And, the capacity to be here for yourself.
To feel your grief and find the sweetness in it. The compassion that arises when you feel scared. The anger that becomes courage and clarity.

What You Discover
As you connect more to your inner capacities and resilience, the feelings you once avoided become a doorway — to greater self-intimacy, to a different relationship with yourself.
Not that you are broken. But that you are worthy of your own attention and care.
That you are not who you thought you were — not the stories, not the expectations, not the borrowed identity of two cultures pulling in different directions.
You are actually more capable. An adult who has made it here, to this moment in your life, carrying more than you know.
What emerges is not a technique or a coping strategy. It is something more real:
An inner knowing and wisdom that begins to show up when you listen.
A care and kindness that extends not only toward others — which you may already know how to give — but toward yourself.
An emotional maturity that allows you to attend to your feelings and receive the messages in them.
A patience, because the body moves at the speed of the real and cannot be rushed.
This is not about managing your life better. It is about living it more fully as yourself.
I am Ruchika Mehta, a Licensed Marriage and Family Therapist (LMFT #51409) and South Asian therapist in California with 20 years of clinical experience offering somatic psychotherapy to adults throughout California. I have lived this journey, and I understand this terrain from the inside.

A Deeper Understanding — For Those Who Want It
Being South Asian in the West can feel like a Picasso painting. We don’t always know where our ear is or our nose. Am I Eastern? Am I Western? What do I think and believe — versus what do I actually feel and sense in my body? This is the central challenge. How to bring together who you really are.
I moved to the United States at twelve years old. I didn’t understand or know what hit me, my parents, my family. Everything looked so good on the outside — good home, community, luxury, friends. So much to appreciate. Yet the feeling of loneliness and isolation, the lack of warmth and belonging, the striving and efforting just to survive was so present. Not just for me and my family — it was with South Asians around us too. We couldn’t quite get it. It was like being a fish out of water, but one that appeared to be swimming in better waters.

Data to examine:
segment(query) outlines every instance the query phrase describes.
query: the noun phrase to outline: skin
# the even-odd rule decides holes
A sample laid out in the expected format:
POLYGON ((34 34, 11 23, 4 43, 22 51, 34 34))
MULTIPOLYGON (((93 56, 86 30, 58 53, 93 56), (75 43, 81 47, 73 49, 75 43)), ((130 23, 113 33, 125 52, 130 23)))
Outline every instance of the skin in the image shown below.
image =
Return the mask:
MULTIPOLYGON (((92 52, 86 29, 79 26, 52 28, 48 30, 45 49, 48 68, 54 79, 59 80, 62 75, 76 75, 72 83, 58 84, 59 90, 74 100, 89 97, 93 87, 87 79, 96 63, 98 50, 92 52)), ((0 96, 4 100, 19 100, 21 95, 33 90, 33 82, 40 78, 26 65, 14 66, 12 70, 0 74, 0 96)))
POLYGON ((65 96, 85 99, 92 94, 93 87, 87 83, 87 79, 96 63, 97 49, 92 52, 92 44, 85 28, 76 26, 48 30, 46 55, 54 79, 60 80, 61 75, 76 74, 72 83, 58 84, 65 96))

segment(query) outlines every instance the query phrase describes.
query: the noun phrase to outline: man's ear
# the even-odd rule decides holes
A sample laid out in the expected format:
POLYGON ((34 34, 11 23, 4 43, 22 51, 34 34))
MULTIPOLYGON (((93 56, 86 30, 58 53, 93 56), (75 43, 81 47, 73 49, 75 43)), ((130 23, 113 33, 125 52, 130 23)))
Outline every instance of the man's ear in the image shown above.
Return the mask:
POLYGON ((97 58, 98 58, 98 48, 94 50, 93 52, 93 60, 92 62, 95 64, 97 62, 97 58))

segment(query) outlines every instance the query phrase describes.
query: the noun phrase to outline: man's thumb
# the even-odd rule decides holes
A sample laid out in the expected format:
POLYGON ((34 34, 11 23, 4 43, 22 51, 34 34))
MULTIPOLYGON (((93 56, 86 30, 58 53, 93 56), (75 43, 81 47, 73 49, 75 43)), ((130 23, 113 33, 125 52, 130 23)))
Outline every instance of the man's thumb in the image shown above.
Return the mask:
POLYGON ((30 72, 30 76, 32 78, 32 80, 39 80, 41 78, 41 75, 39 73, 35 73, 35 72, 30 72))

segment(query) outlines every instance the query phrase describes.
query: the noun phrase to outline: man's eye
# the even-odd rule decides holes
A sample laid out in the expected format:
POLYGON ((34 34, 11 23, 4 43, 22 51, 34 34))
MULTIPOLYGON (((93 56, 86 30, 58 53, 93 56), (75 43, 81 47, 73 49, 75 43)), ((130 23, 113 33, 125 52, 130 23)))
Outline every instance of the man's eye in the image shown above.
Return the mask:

Work task: Reproduce the complete passage on reconnecting with your inner capacities, word for word, from "And, the capacity to be here for yourself." through "but one that appeared to be swimming in better waters."

Response to this exercise:
And, the capacity to be here for yourself.
To feel your grief and find the sweetness in it. The compassion that arises when you feel scared. The anger that becomes courage and clarity.

What You Discover
As you connect more to your inner capacities and resilience, the feelings you once avoided become a doorway — to greater self-intimacy, to a different relationship with yourself.
Not that you are broken. But that you are worthy of your own attention and care.
That you are not who you thought you were — not the stories, not the expectations, not the borrowed identity of two cultures pulling in different directions.
You are actually more capable. An adult who has made it here, to this moment in your life, carrying more than you know.
What emerges is not a technique or a coping strategy. It is something more real:
An inner knowing and wisdom that begins to show up when you listen.
A care and kindness that extends not only toward others — which you may already know how to give — but toward yourself.
An emotional maturity that allows you to attend to your feelings and receive the messages in them.
A patience, because the body moves at the speed of the real and cannot be rushed.
This is not about managing your life better. It is about living it more fully as yourself.
I am Ruchika Mehta, a Licensed Marriage and Family Therapist (LMFT #51409) and South Asian therapist in California with 20 years of clinical experience offering somatic psychotherapy to adults throughout California. I have lived this journey, and I understand this terrain from the inside.

A Deeper Understanding — For Those Who Want It
Being South Asian in the West can feel like a Picasso painting. We don’t always know where our ear is or our nose. Am I Eastern? Am I Western? What do I think and believe — versus what do I actually feel and sense in my body? This is the central challenge. How to bring together who you really are.
I moved to the United States at twelve years old. I didn’t understand or know what hit me, my parents, my family. Everything looked so good on the outside — good home, community, luxury, friends. So much to appreciate. Yet the feeling of loneliness and isolation, the lack of warmth and belonging, the striving and efforting just to survive was so present. Not just for me and my family — it was with South Asians around us too. We couldn’t quite get it. It was like being a fish out of water, but one that appeared to be swimming in better waters.